> [WHAT THE TASK REQUIRES]: Please filter the material below, copying every line that contains the word "hair".

--- Begin DATA SUPPLIED ---

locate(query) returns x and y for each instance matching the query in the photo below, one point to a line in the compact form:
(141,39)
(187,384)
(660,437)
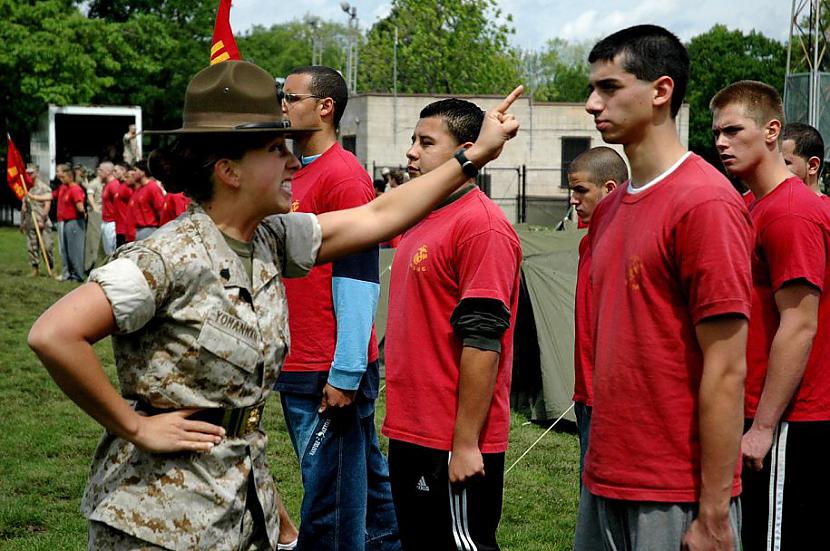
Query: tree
(720,57)
(559,72)
(444,47)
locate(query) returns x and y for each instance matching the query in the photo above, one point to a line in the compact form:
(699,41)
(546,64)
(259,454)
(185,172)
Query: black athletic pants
(435,516)
(784,506)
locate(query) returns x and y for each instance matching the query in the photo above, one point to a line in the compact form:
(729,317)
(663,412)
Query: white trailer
(82,134)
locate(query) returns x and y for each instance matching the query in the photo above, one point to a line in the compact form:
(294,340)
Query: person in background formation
(803,149)
(199,321)
(109,196)
(148,201)
(130,146)
(591,176)
(71,211)
(670,298)
(449,349)
(35,210)
(787,394)
(330,380)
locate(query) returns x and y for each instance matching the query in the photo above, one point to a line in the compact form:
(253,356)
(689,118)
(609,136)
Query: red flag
(16,175)
(224,45)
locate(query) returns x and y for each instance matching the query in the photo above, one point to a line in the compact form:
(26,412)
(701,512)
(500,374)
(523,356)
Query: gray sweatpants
(616,525)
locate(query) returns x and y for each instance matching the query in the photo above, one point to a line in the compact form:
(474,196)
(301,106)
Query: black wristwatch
(467,167)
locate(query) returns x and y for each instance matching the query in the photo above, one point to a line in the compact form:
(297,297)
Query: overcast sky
(537,21)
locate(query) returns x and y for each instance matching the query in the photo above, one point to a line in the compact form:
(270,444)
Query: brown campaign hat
(232,96)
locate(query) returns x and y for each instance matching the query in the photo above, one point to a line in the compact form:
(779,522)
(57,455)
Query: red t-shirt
(124,217)
(583,342)
(792,238)
(662,260)
(466,249)
(174,205)
(149,203)
(334,181)
(68,197)
(108,196)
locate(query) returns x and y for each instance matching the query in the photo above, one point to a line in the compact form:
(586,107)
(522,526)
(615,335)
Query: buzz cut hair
(648,52)
(327,82)
(760,101)
(463,118)
(601,164)
(808,141)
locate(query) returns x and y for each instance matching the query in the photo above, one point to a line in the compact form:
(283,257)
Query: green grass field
(46,442)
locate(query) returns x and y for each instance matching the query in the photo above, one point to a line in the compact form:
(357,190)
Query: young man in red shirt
(449,350)
(591,176)
(787,397)
(71,210)
(329,382)
(670,281)
(803,149)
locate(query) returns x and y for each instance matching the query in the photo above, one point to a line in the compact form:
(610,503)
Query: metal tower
(807,85)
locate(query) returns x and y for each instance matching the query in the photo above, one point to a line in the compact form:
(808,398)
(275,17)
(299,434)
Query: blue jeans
(347,501)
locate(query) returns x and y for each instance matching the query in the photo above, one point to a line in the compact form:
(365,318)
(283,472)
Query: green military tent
(544,334)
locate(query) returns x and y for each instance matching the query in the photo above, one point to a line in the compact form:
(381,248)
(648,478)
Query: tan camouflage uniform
(193,332)
(32,245)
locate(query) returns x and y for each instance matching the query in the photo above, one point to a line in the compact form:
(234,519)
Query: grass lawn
(47,442)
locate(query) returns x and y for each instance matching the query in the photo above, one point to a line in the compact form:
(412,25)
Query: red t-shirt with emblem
(792,229)
(68,197)
(662,261)
(583,345)
(466,249)
(334,181)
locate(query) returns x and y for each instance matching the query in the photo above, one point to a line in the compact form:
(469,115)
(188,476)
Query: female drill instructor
(198,317)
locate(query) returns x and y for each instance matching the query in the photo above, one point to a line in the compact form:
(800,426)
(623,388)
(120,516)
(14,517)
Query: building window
(350,144)
(571,149)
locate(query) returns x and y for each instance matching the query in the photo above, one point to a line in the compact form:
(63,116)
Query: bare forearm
(787,362)
(476,381)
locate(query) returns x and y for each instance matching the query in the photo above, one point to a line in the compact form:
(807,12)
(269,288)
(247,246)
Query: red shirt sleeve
(794,247)
(713,251)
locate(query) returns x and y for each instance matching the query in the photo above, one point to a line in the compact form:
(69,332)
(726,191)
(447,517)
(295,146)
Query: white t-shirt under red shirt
(663,258)
(466,249)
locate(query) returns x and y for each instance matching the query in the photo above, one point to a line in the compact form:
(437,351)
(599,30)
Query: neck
(767,174)
(315,143)
(657,150)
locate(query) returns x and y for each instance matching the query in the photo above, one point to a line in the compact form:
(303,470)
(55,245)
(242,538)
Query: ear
(663,91)
(771,131)
(326,107)
(813,165)
(226,172)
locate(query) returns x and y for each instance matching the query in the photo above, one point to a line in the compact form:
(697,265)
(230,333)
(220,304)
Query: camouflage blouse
(194,331)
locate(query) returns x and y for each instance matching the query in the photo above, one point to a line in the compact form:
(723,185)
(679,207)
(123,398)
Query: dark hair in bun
(186,165)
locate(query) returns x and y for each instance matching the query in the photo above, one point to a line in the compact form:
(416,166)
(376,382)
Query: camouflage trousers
(33,248)
(252,533)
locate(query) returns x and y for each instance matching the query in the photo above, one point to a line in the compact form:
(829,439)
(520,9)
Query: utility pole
(807,84)
(351,48)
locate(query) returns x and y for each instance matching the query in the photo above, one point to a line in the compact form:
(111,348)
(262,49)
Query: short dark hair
(808,141)
(463,118)
(761,102)
(327,83)
(648,52)
(600,164)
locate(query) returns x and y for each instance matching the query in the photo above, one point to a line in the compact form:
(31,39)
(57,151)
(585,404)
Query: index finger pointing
(508,101)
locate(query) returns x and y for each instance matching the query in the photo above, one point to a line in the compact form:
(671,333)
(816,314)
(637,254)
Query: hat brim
(275,128)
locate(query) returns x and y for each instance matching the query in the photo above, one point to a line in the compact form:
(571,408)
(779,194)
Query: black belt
(236,421)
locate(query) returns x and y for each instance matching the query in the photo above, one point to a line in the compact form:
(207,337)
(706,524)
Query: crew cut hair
(648,52)
(600,164)
(808,141)
(327,83)
(463,118)
(760,102)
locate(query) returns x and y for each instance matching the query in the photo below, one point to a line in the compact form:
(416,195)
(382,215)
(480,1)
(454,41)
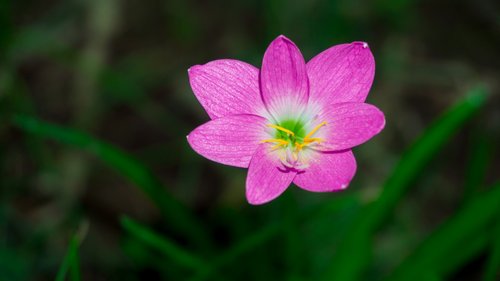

--- End DATA SUPPLIED ---

> [RESULT OF THE TASK]:
Query: buzz cut hair
Query: dark hair in bun
Query: short dark hair
Query: crew cut hair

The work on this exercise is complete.